Task:
Reproduce the items below word for word, starting at the line that contains "In this photo, point at the black" and stopping after the final line of the items.

Supplied records:
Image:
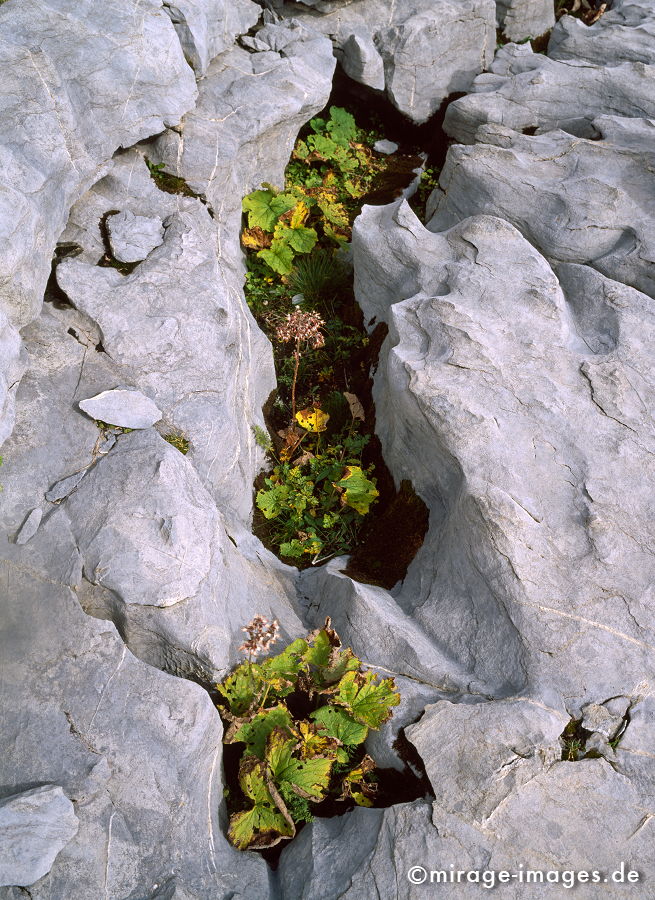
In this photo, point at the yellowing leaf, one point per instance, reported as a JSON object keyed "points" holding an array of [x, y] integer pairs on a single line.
{"points": [[264, 825], [313, 419], [299, 215], [359, 492]]}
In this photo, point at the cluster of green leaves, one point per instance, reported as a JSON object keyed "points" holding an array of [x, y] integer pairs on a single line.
{"points": [[315, 504], [330, 171], [290, 762]]}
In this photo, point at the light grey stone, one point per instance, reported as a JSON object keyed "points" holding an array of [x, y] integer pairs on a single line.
{"points": [[625, 32], [122, 407], [93, 77], [606, 181], [520, 19], [599, 718], [368, 619], [486, 751], [207, 28], [127, 186], [157, 559], [136, 750], [386, 147], [30, 525], [180, 331], [526, 403], [362, 62], [65, 486], [428, 48], [249, 111], [133, 237], [34, 826], [526, 90], [12, 365]]}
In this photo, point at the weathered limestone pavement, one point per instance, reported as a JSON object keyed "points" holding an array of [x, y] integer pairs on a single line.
{"points": [[514, 390]]}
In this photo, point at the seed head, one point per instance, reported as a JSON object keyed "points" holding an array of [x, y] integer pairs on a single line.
{"points": [[262, 634], [301, 326]]}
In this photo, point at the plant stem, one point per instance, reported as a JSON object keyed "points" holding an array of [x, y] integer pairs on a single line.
{"points": [[296, 356]]}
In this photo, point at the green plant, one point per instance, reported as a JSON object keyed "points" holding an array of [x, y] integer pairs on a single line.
{"points": [[315, 504], [165, 181], [301, 717], [177, 440]]}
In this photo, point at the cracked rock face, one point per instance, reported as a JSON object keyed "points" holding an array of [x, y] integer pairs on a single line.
{"points": [[419, 51], [526, 90], [78, 86]]}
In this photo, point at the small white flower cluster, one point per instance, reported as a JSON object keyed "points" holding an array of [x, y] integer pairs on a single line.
{"points": [[301, 326], [262, 634]]}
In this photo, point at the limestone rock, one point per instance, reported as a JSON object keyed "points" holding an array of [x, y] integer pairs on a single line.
{"points": [[123, 407], [126, 742], [526, 90], [225, 155], [181, 333], [12, 366], [94, 77], [625, 32], [133, 237], [361, 60], [34, 826], [577, 182], [428, 48], [520, 19], [520, 399], [30, 526], [207, 28]]}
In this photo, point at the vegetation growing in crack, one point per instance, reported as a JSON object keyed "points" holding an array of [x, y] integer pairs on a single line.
{"points": [[299, 721], [312, 503]]}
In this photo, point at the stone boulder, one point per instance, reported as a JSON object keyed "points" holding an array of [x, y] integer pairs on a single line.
{"points": [[179, 330], [77, 86], [625, 32], [522, 398], [206, 28], [526, 90], [419, 51], [34, 826], [520, 19]]}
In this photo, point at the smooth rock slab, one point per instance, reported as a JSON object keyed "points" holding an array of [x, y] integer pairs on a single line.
{"points": [[133, 237], [526, 90], [124, 408], [607, 182], [80, 80], [34, 826], [625, 32]]}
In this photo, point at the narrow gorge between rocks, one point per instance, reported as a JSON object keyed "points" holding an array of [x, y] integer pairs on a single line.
{"points": [[176, 182]]}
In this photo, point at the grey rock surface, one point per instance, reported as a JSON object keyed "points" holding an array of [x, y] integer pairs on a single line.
{"points": [[494, 582], [605, 181], [136, 750], [520, 19], [428, 48], [625, 32], [133, 237], [12, 366], [179, 330], [34, 826], [122, 407], [207, 28], [30, 526], [94, 78], [250, 108], [526, 90]]}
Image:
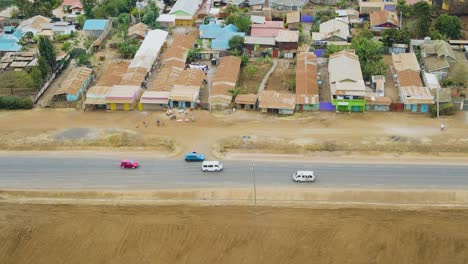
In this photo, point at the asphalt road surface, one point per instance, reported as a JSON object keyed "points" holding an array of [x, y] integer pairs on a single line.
{"points": [[81, 172]]}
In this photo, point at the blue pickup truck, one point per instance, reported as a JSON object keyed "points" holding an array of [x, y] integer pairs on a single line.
{"points": [[194, 156]]}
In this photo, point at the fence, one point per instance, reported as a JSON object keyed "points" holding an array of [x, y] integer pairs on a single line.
{"points": [[326, 106], [397, 107], [51, 79]]}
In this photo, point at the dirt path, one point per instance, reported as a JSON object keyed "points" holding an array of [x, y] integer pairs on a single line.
{"points": [[229, 234], [265, 79], [395, 132]]}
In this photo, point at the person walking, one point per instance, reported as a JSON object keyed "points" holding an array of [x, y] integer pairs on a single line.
{"points": [[442, 127]]}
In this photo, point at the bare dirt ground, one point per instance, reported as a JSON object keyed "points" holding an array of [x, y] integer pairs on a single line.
{"points": [[229, 234], [218, 133], [324, 85], [283, 77], [250, 84], [390, 89]]}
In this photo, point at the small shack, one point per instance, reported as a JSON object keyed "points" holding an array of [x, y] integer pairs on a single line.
{"points": [[247, 101], [154, 100], [77, 81], [277, 102], [377, 103], [182, 96], [96, 97], [122, 97]]}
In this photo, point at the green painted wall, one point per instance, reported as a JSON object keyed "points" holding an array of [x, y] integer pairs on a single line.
{"points": [[354, 105], [308, 107], [180, 13]]}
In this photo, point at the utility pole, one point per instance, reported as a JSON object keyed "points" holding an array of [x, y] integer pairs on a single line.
{"points": [[437, 102], [255, 186], [401, 20]]}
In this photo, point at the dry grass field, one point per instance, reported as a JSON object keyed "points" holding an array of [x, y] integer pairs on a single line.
{"points": [[229, 234]]}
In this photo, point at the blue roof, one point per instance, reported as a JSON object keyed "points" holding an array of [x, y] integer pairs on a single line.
{"points": [[222, 43], [307, 19], [220, 35], [95, 24], [8, 28], [6, 45], [18, 33]]}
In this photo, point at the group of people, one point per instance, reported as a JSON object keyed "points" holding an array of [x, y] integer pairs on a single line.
{"points": [[157, 123]]}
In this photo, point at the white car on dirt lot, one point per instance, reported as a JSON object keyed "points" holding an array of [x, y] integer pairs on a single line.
{"points": [[304, 176], [216, 166]]}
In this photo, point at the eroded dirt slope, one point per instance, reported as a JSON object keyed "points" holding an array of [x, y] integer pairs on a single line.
{"points": [[227, 234]]}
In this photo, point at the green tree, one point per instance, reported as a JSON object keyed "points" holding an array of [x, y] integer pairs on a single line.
{"points": [[28, 36], [88, 6], [124, 19], [422, 10], [449, 26], [151, 14], [25, 7], [335, 48], [232, 9], [251, 70], [43, 67], [128, 48], [15, 79], [47, 51], [236, 43], [66, 46], [341, 3], [394, 36], [370, 56], [402, 6], [36, 77], [80, 20], [241, 21], [436, 35]]}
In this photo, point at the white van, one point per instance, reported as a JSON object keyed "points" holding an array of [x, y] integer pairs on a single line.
{"points": [[212, 166], [304, 176]]}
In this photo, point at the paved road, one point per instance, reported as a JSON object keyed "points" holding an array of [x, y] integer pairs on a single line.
{"points": [[78, 172]]}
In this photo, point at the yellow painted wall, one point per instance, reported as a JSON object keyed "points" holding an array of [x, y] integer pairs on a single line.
{"points": [[184, 22]]}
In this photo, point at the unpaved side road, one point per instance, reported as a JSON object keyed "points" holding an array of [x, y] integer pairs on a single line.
{"points": [[229, 234]]}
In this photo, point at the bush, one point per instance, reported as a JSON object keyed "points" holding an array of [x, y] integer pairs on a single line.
{"points": [[445, 109], [12, 102]]}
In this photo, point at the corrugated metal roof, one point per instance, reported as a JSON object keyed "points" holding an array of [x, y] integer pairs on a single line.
{"points": [[293, 17], [416, 95], [257, 19], [190, 7], [155, 97], [226, 76], [277, 100], [184, 93], [113, 73], [259, 40], [95, 24], [122, 94], [409, 78], [405, 61], [246, 98], [288, 36], [381, 17], [75, 80], [306, 78], [149, 50]]}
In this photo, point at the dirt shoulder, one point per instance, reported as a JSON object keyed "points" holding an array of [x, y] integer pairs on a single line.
{"points": [[219, 133], [310, 197], [229, 234]]}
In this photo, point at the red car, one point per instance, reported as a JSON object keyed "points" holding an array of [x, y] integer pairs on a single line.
{"points": [[129, 164]]}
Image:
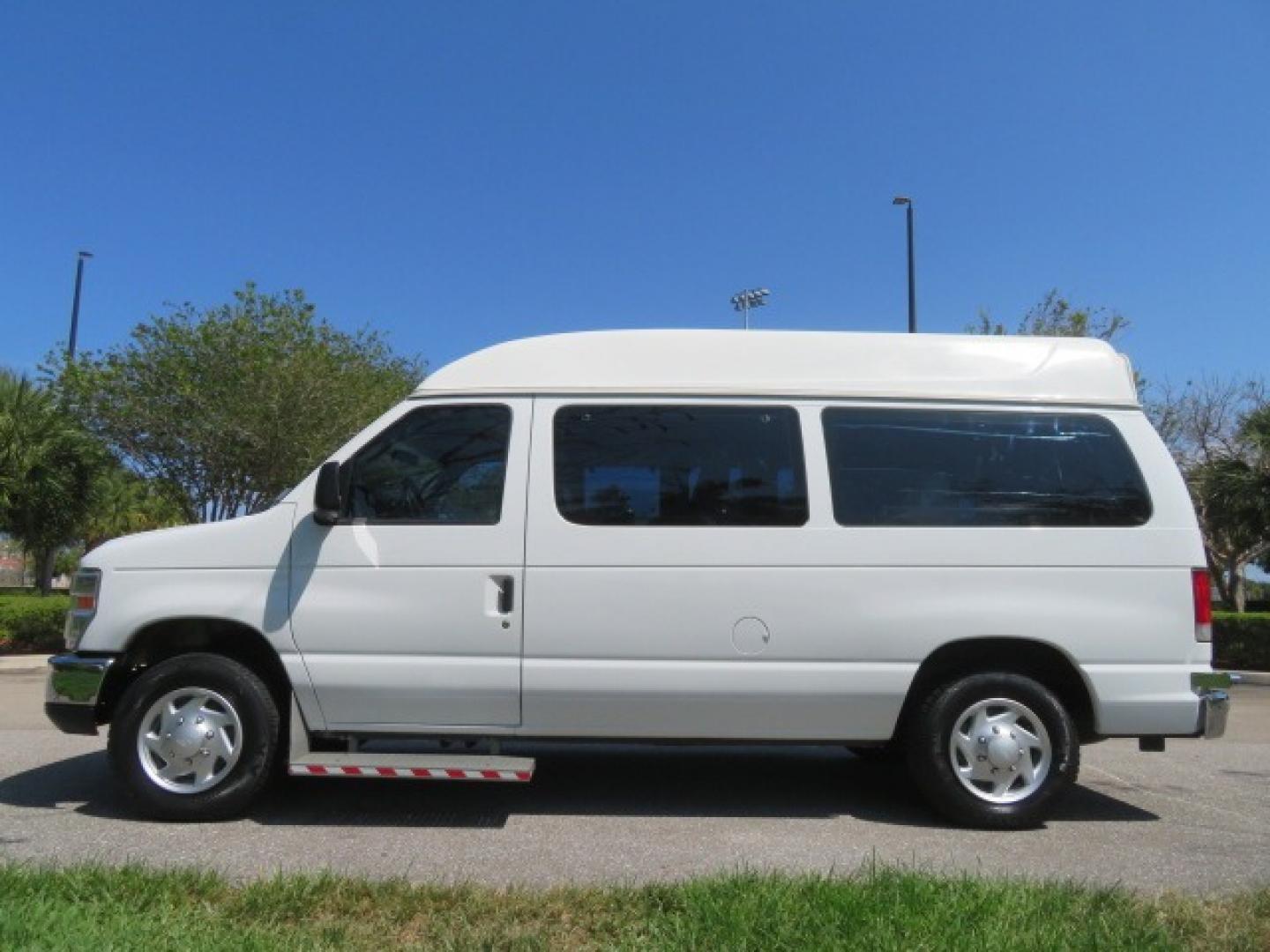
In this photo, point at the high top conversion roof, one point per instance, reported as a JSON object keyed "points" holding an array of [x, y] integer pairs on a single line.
{"points": [[798, 363]]}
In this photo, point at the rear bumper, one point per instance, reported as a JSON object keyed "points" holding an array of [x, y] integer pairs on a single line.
{"points": [[1214, 706], [72, 689]]}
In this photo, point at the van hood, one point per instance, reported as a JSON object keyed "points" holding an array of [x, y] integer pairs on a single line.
{"points": [[256, 541]]}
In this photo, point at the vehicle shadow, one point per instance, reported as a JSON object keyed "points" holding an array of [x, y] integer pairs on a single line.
{"points": [[594, 779]]}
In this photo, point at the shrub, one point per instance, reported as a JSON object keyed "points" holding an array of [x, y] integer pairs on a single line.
{"points": [[32, 623], [1241, 643]]}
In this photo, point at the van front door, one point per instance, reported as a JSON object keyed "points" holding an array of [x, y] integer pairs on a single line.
{"points": [[407, 612]]}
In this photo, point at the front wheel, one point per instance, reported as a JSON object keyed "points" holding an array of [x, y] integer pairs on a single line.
{"points": [[993, 750], [195, 738]]}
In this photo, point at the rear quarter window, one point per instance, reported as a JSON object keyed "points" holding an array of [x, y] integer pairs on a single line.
{"points": [[966, 467]]}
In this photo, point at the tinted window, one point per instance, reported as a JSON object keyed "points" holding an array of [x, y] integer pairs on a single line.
{"points": [[439, 465], [680, 466], [952, 467]]}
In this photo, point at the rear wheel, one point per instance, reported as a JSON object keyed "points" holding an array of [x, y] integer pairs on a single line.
{"points": [[195, 738], [995, 750]]}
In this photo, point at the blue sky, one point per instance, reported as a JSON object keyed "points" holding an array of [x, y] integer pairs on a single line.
{"points": [[459, 175]]}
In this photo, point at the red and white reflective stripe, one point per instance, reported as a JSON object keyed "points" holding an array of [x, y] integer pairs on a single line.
{"points": [[419, 773]]}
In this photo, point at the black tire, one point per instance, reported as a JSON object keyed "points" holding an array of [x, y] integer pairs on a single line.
{"points": [[258, 740], [930, 762]]}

Exercise solution:
In this photo, point at the black tire, one point per instance, reported as a JSON object keyed "points" holding an array of [x, y] integer pairs on a single line.
{"points": [[258, 740], [930, 762]]}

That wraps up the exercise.